#### Document segment

I write a column for The Manila Times on Tuesdays, Thursdays, and Saturdays. Most of the energy sector and the heads of several government agencies probably wish I didn’t.
7 Replies to “Private School Group Admits Underpaying Teachers, Says Pay Hike Bad for Business”
That is worrysome to those of us who look to private schools for an education bettter than that found in the overcrowded, authoritarian, learn-by-rote public arena.
This is one of the burdens of overbirthing, that the teaching cadre is to massive, to underpaid, to under-qualified to nurture of intellect of Filipino children. How can teachers teach such important notions as “ambition” and “discipline” and “forward looking” and “courtesy” when they can’t even remember the names of the hordes of children crushing through their schoolrooms each year.
ahahaha “too”. Stupid keyboard, made in China.
I have read the original news report from where the personal point of view “Private School Group Admits Underpaying Teachers, Says Pay Hike Bad for Business” had been based. I guess, it is unfair to put own words and claimed “Kasilag who apparently missed a few English classes himself”. You shall intentionally write awful and charge another is slander.
Please, be kinder and responsible next time. Thanks!
Your personal evaluation of news is uncalled for. You do not know where you are talking from and smear the reputation of your sources.
Next time, when you deal with hard news, get your facts real and not personal. It is a demonstration of ignorance to post you personal comment on something you hardly know anything at all.

########
#### Given entries

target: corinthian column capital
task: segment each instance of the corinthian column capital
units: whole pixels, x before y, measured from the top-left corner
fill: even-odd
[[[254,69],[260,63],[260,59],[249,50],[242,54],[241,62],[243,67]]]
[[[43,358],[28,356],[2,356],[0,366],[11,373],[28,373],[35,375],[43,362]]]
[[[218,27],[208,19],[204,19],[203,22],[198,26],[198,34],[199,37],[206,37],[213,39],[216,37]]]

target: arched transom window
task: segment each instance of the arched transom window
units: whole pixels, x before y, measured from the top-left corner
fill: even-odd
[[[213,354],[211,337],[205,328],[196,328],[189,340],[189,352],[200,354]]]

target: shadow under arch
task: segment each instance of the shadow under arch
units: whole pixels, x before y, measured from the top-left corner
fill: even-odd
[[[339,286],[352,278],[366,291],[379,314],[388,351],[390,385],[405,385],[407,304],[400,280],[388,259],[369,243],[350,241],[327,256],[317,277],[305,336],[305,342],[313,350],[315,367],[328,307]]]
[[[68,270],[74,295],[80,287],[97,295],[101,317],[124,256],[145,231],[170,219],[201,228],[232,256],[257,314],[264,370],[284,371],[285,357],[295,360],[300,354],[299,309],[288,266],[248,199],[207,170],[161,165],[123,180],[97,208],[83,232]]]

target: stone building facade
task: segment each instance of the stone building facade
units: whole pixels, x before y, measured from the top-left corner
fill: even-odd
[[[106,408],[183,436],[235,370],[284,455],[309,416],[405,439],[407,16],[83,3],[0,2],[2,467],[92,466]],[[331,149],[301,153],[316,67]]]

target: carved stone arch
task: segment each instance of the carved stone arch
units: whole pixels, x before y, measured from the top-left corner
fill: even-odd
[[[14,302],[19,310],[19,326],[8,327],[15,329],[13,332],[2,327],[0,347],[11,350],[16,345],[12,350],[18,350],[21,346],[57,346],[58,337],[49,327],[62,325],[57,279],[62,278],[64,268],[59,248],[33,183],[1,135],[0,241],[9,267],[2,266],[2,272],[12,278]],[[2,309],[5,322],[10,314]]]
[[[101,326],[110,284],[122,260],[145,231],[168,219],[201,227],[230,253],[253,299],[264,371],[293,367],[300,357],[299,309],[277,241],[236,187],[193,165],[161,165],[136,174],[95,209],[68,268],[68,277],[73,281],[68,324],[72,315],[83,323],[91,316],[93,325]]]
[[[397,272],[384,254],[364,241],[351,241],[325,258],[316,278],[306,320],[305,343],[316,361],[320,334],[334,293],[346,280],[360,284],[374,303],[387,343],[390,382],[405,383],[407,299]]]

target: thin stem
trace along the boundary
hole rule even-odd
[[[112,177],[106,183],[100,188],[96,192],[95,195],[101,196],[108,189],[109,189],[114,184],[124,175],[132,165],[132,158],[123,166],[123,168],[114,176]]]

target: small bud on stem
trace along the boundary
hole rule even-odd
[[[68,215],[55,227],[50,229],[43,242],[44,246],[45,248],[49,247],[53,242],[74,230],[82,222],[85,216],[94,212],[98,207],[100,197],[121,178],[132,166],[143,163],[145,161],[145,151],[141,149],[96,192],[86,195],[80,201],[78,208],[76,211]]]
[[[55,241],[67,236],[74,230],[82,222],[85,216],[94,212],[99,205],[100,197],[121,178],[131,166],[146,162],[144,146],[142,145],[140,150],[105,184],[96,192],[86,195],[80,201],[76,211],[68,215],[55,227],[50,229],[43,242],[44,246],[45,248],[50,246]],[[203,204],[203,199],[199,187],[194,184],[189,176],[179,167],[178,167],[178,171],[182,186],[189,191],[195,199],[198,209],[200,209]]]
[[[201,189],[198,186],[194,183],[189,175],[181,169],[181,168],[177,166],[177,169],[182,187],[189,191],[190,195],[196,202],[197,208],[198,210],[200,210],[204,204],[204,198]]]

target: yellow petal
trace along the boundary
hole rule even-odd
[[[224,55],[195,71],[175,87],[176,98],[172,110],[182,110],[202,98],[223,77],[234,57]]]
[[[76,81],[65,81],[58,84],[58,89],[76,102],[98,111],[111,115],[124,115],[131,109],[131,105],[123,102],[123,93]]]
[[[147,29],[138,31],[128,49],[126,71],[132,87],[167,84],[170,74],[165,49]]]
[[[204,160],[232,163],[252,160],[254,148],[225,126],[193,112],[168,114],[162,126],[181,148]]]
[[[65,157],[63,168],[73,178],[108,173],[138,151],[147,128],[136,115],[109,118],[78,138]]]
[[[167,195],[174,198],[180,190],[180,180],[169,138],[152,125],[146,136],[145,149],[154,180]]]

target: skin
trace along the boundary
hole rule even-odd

########

Your tasks:
• 1. For each statement about the comment thread, answer yes or no and quote the words that decide it. (a) The columnist writes for The Manila Times three days a week. (b) One commenter blames a typo on a keyboard made in Japan. (c) One commenter says they read the original news report.
• 2. Answer these questions from the comment thread:
(a) How many replies does the post have?
(b) What three traits does a commenter give for the public arena?
(c) According to one commenter, what can teachers not even remember?
• 3. Please write a continuation of the comment thread, starting after its last sentence.
These rows are separate material, unconnected to the comment thread.

Expected answers:
• 1.
(a) Yes: "I write a column for The Manila Times on Tuesdays, Thursdays, and Saturdays."
(b) No: "Stupid keyboard, made in China."
(c) Yes: "I have read the original news report"

• 2.
(a) Seven.
(b) Overcrowded, authoritarian, and learn-by-rote.
(c) The names of the hordes of children crushing through their schoolrooms each year.

• 3.
Hey, this is blog k? Not Aljazeera. I have proof from personal testimony how underpaid teachers in private schools are so don’t cry foul when the truth’s so bare for you to know. My mum was a religion teacher at a private so-called well known highschool in Cebu. And dude, teachers there are awfully paid like peanuts. 7 thousand pesos a month? And she had to feed us kids with that notwithstanding the ridiculous school fees. You obviously have never lived with a parent who’s a teacher. When she moved to Australia to teach, her salary is equivalent to million pesos a year! Such a vast difference, and tells me how people like YOU underestimate education and our educators who have so much importance and influence over our society. I am grateful for bringing up one of the most important and criminally overlooked problem.
“Kasilag (who apparently missed a few English classes himself)” why did you say that of your source? It was disappointing of you to intentionally put your ungrammatical words on your source and then charge him as well. I suggest you leave the job and go to other field like show business. You probably would thrive there for all your misquotations and slanders.
I know a private school here at my location that pays their teachers 4 thousand pesos a month. Can you believe that? I can’t imagine why a licensed teacher agreed to be paid in such a very low rate tsk2x!